Питерско-московский композитор Владимир Раннев о питерско-московском Дмитрии Дмитриевиче Шостаковиче.
Шостакович и Прокофьев. Шостакович и Стравинский. Тайнопись. 15 симфоний и 15 квартетов — этапы большого пути? В рамках цикла «Композиторы о композиторах» В. Раннев рассуждает о Д. Шостаковиче. До этого А. Батагов говорил об И.С. Бахе, С. Невский — о Г. Малере, Д. Курляндский — об А. Моцарте.
Родившийся в Москве, современный композитор-экспериментатор Владимир Раннев ныне живёт и работает в Санкт-Петербурге, проделав, таким образом, путь, обратный тому, который в середине прошлого века осуществил один из главных симфонистов советской эпохи. Ведь Шостакович родился в Санкт-Петербурге, вырос и начал сочинять в Ленинграде, затем переехал в столицу СССР. Но говорим мы с Ранневым не о месте жизни, но о месте встречи, которым является великая музыка великого композитора.
— Владимир, из дуальной пары Шостакович и Прокофьев кто для вас более ценен?

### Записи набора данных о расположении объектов

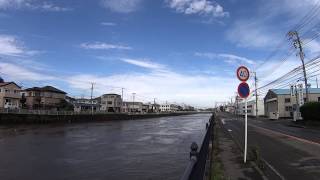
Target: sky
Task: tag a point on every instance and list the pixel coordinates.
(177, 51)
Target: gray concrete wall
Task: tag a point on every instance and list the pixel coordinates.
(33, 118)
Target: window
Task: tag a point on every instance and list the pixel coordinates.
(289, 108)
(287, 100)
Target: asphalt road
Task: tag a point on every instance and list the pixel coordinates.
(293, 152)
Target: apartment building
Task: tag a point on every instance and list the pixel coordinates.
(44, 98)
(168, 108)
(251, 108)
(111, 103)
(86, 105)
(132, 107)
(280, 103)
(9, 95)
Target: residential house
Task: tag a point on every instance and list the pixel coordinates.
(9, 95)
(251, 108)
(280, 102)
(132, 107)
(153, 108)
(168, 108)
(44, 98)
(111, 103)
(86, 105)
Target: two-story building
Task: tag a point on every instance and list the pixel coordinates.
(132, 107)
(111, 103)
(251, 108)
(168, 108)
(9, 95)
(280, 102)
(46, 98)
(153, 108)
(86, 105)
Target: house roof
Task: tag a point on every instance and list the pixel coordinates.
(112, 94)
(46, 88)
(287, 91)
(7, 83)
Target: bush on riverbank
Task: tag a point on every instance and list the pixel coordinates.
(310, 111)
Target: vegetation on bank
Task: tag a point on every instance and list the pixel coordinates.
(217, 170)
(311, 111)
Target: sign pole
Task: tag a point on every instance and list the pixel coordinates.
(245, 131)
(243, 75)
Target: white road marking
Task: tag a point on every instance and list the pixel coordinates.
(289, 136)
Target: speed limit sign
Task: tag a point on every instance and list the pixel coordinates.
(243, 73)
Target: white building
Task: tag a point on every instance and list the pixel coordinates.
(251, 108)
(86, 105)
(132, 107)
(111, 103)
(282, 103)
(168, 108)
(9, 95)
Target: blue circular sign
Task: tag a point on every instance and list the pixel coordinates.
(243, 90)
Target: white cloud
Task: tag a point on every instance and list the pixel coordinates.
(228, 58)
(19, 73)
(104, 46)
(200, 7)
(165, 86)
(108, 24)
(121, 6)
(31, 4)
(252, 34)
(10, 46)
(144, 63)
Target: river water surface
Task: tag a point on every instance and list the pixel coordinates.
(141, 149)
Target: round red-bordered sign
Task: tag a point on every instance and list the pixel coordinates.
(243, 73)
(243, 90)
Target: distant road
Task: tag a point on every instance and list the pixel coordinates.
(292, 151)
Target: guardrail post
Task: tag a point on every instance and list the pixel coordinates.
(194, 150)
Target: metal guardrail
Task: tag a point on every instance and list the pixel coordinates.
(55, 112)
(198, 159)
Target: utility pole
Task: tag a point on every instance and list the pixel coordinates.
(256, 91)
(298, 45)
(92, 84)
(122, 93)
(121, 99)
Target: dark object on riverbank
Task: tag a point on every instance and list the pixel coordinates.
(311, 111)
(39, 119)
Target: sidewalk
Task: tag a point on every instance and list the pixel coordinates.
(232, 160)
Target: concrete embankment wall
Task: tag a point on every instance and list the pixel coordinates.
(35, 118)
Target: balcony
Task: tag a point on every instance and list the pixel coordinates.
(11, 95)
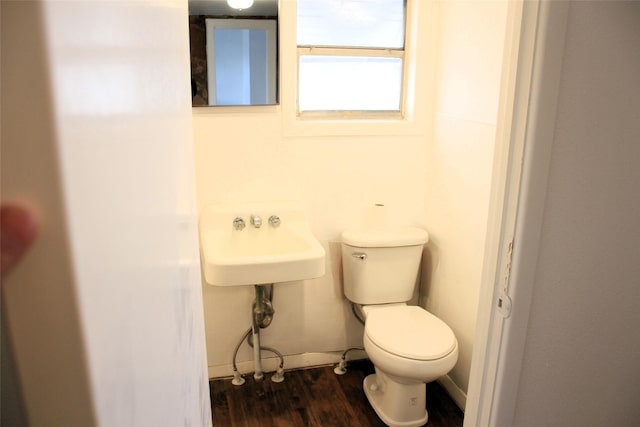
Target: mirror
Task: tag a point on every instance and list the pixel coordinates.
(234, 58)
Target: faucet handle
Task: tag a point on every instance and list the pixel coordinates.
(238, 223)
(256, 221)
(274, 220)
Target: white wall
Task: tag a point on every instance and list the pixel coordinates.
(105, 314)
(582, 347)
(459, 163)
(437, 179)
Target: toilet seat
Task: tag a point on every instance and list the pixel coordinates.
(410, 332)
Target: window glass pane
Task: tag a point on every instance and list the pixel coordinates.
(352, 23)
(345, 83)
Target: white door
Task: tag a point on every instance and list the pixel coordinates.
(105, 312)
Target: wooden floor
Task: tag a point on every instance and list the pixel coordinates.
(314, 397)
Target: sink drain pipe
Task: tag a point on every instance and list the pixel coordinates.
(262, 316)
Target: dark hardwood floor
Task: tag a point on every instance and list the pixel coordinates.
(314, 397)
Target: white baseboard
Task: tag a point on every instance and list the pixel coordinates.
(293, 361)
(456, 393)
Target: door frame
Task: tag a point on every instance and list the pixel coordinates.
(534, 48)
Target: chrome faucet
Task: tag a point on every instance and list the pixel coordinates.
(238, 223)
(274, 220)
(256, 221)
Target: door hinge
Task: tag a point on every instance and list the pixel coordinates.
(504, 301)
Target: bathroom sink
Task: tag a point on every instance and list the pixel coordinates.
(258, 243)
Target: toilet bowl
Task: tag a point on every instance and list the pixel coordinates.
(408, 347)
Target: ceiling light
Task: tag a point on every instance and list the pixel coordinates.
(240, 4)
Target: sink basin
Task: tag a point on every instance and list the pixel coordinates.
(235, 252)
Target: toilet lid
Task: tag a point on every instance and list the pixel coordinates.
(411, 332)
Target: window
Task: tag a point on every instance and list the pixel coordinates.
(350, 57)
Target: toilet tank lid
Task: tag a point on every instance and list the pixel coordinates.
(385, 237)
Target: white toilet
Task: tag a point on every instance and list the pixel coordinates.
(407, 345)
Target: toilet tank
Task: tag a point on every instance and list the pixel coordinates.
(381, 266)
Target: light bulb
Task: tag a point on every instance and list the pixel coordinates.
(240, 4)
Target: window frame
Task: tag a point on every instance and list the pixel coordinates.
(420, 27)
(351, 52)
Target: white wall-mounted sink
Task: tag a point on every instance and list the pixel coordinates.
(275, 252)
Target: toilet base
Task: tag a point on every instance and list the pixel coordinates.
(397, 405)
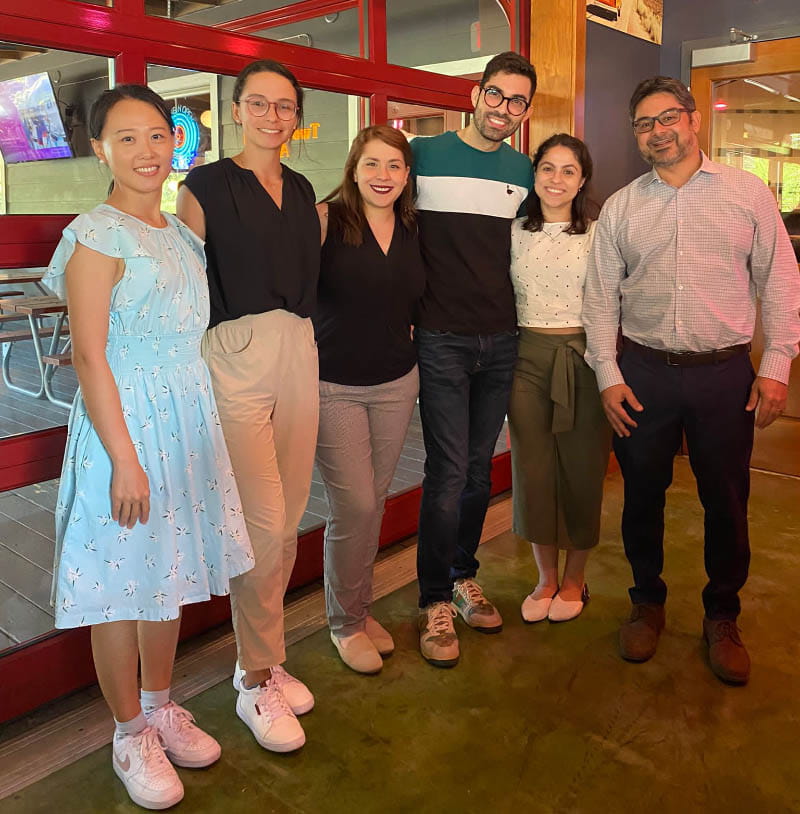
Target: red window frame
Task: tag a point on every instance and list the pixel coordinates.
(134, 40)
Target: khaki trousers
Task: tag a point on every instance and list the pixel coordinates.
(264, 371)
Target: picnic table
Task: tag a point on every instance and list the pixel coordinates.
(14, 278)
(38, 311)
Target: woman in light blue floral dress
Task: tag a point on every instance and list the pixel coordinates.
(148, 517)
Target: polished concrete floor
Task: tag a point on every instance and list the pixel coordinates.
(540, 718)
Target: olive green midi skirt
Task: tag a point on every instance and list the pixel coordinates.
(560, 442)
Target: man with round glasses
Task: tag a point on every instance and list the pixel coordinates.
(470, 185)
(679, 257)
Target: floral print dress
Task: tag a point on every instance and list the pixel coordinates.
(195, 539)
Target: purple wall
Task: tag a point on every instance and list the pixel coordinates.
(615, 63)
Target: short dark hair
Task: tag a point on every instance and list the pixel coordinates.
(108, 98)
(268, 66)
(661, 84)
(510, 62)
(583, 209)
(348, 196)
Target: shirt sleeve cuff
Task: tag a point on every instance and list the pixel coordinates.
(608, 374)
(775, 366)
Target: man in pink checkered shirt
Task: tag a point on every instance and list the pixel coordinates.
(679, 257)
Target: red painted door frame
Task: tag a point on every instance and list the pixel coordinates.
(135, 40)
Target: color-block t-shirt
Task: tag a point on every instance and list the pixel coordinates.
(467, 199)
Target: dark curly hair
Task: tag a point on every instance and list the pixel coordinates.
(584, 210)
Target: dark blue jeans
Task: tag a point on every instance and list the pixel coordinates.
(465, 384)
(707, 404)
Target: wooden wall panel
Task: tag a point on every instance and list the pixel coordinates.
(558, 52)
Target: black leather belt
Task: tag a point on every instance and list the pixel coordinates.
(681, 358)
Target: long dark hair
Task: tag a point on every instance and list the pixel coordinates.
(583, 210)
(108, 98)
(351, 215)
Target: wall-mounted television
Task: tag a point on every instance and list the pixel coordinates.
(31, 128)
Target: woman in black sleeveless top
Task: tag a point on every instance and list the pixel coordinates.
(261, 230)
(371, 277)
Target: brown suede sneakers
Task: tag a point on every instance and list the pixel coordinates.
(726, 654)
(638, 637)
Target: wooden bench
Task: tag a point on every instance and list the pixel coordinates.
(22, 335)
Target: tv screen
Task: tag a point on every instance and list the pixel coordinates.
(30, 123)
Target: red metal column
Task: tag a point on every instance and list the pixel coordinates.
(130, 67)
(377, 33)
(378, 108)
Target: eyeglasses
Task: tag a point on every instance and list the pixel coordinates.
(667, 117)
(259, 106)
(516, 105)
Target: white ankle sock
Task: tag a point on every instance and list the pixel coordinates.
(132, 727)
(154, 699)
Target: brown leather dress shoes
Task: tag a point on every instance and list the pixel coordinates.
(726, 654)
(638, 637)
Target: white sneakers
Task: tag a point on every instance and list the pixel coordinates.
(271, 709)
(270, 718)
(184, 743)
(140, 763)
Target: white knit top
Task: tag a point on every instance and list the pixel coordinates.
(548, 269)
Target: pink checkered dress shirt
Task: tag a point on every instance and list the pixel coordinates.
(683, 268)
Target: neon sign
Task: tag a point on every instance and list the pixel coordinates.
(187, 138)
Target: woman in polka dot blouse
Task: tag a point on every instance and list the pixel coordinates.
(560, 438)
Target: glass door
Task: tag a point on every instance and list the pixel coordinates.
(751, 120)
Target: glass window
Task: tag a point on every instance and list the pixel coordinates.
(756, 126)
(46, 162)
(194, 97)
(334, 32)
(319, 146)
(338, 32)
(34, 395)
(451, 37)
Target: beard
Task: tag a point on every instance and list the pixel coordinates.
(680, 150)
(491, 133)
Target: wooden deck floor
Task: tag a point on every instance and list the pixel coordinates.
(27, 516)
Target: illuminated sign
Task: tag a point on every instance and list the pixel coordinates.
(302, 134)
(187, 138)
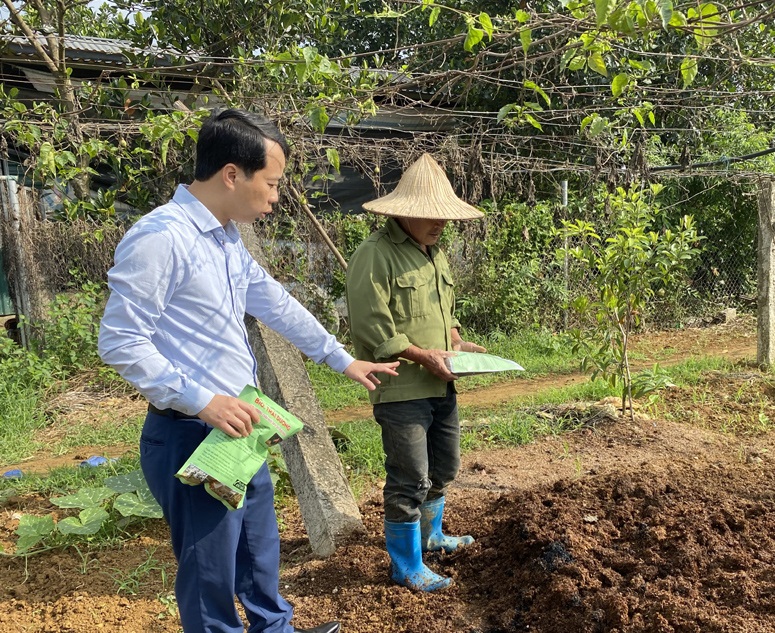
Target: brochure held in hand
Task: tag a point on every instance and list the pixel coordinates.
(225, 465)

...

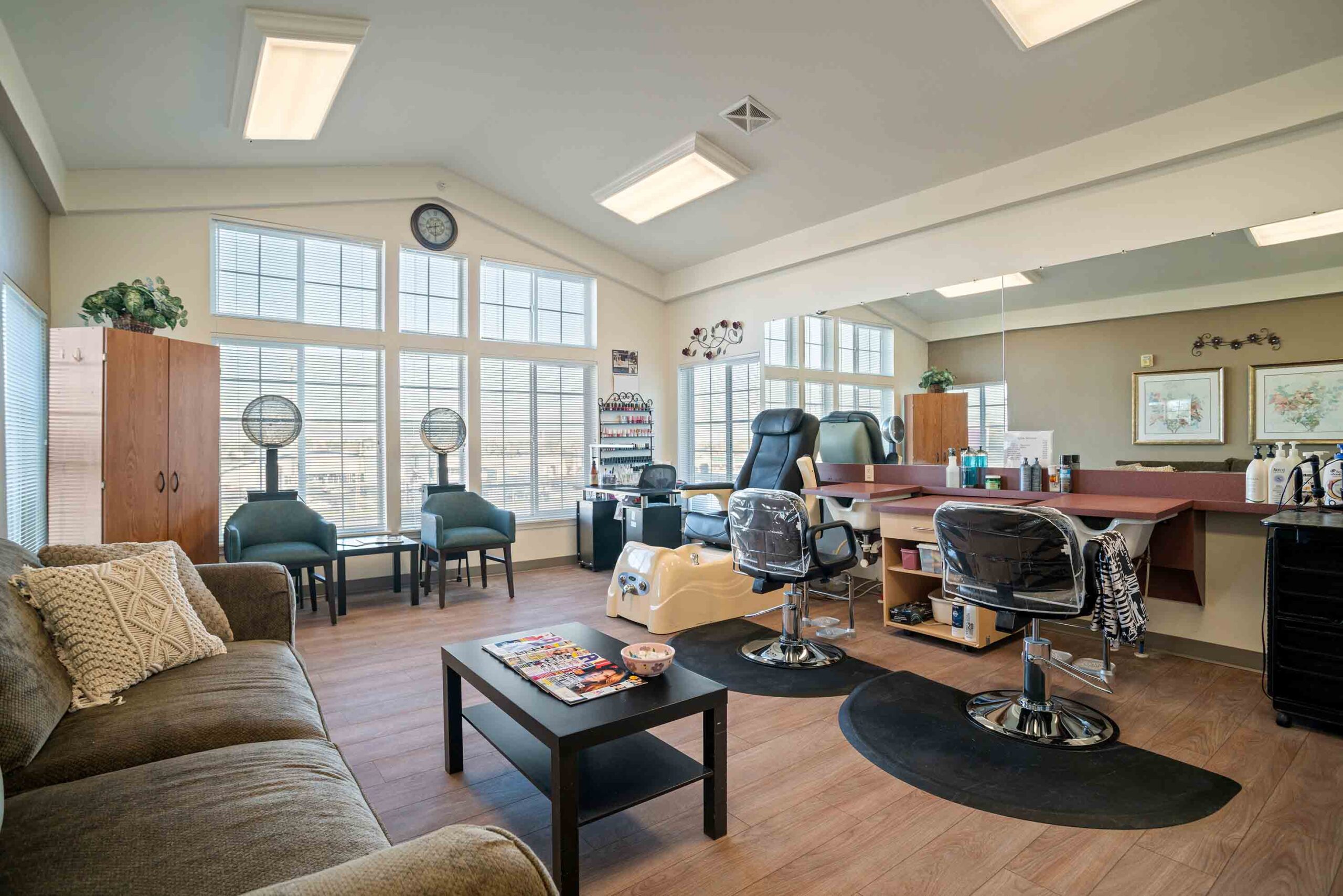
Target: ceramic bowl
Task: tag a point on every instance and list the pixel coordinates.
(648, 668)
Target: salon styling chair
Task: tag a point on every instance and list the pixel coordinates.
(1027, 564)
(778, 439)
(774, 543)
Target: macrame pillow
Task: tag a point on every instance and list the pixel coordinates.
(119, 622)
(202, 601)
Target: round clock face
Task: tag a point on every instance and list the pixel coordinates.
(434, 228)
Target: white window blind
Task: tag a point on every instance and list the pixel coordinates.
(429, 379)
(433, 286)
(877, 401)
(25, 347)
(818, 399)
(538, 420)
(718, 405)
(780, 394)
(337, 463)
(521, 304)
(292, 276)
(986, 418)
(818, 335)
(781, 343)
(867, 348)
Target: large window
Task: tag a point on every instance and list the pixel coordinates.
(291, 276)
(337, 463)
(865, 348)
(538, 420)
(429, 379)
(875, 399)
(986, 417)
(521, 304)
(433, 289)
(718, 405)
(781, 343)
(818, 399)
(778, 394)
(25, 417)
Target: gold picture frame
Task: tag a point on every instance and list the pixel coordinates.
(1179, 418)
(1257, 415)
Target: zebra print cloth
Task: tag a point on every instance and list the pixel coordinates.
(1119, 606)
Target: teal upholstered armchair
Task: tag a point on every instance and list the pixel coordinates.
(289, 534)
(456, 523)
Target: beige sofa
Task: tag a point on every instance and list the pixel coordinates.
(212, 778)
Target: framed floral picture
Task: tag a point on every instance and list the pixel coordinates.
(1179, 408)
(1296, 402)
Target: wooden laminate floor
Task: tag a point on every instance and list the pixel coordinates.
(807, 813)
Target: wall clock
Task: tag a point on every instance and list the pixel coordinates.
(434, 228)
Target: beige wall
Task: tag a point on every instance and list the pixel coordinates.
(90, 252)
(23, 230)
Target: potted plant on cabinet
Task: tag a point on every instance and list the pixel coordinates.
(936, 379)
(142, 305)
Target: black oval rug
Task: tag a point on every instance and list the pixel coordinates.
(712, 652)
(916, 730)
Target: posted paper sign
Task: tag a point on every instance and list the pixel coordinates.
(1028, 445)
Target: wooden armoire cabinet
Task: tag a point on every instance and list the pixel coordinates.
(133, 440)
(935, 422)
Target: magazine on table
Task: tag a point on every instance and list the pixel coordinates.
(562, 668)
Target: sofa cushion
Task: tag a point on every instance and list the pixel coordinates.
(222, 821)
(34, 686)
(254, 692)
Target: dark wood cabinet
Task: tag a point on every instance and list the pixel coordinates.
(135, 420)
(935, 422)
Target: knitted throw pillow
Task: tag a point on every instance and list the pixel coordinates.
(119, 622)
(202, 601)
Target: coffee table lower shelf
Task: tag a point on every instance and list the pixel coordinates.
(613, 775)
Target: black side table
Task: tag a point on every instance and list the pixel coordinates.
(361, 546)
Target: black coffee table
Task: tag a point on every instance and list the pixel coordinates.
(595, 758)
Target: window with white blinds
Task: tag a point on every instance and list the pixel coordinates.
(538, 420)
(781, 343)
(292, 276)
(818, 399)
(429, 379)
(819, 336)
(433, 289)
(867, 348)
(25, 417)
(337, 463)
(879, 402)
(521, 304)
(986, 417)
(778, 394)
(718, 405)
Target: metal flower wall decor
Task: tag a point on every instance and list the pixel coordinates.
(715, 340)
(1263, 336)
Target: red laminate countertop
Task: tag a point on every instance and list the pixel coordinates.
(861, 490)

==

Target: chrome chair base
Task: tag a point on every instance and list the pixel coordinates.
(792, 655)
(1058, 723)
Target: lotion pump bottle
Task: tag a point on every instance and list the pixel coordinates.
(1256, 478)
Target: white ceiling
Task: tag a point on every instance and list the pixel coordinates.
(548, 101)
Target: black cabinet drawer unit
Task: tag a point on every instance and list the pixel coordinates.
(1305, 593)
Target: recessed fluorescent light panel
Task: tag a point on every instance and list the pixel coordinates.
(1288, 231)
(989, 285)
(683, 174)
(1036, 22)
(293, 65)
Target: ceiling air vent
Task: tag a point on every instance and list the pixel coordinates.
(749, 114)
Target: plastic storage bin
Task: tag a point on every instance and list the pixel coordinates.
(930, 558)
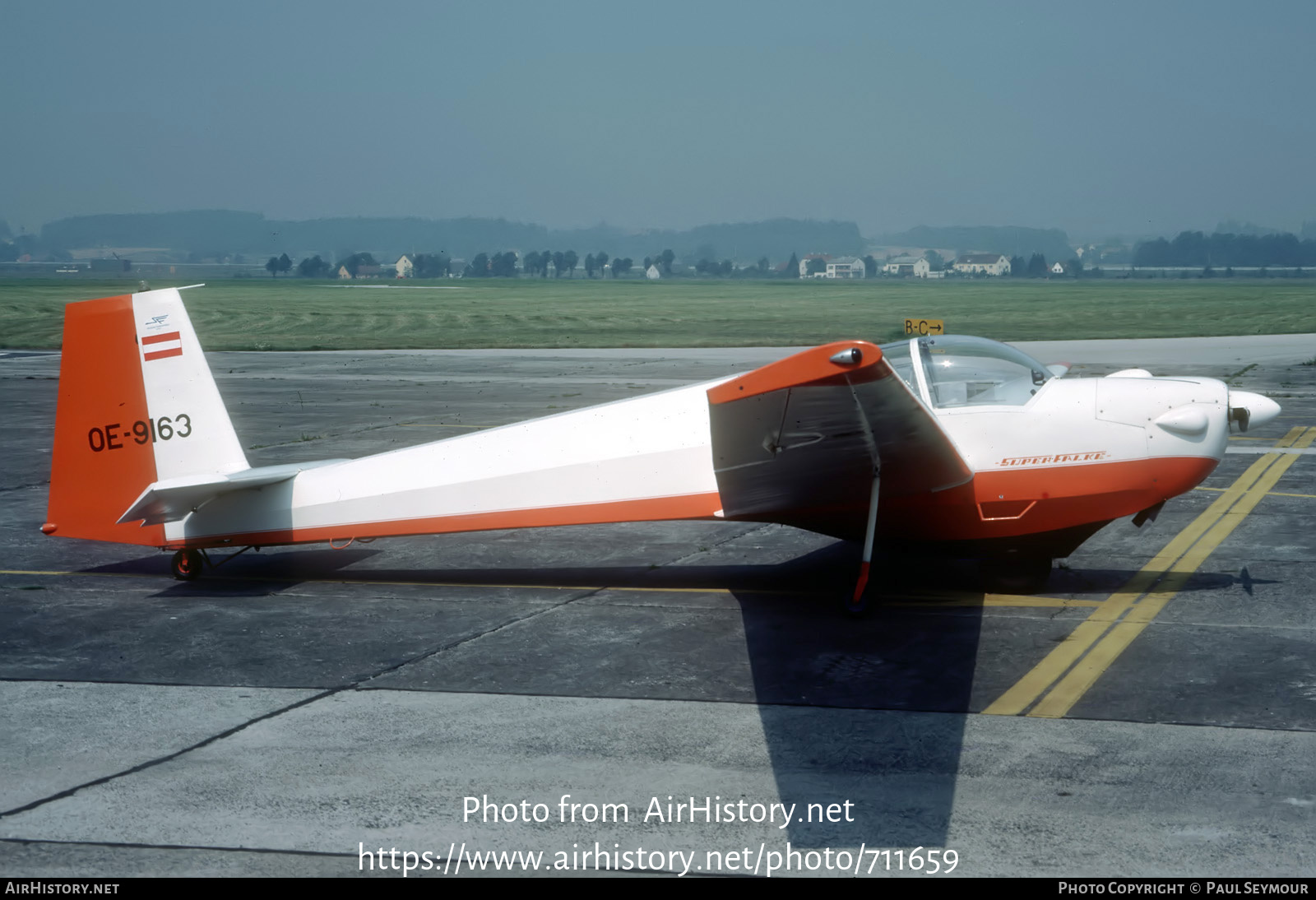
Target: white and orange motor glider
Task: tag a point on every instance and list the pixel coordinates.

### Письменное задание
Повторите дословно отрывок из текста о Шостаковиче, начиная со слов «Питерско-московский композитор Владимир» и заканчивая словами «об А. Моцарте.».

### Выполненное задание
Питерско-московский композитор Владимир Раннев о питерско-московском Дмитрии Дмитриевиче Шостаковиче.
Шостакович и Прокофьев. Шостакович и Стравинский. Тайнопись. 15 симфоний и 15 квартетов — этапы большого пути? В рамках цикла «Композиторы о композиторах» В. Раннев рассуждает о Д. Шостаковиче. До этого А. Батагов говорил об И.С. Бахе, С. Невский — о Г. Малере, Д. Курляндский — об А. Моцарте.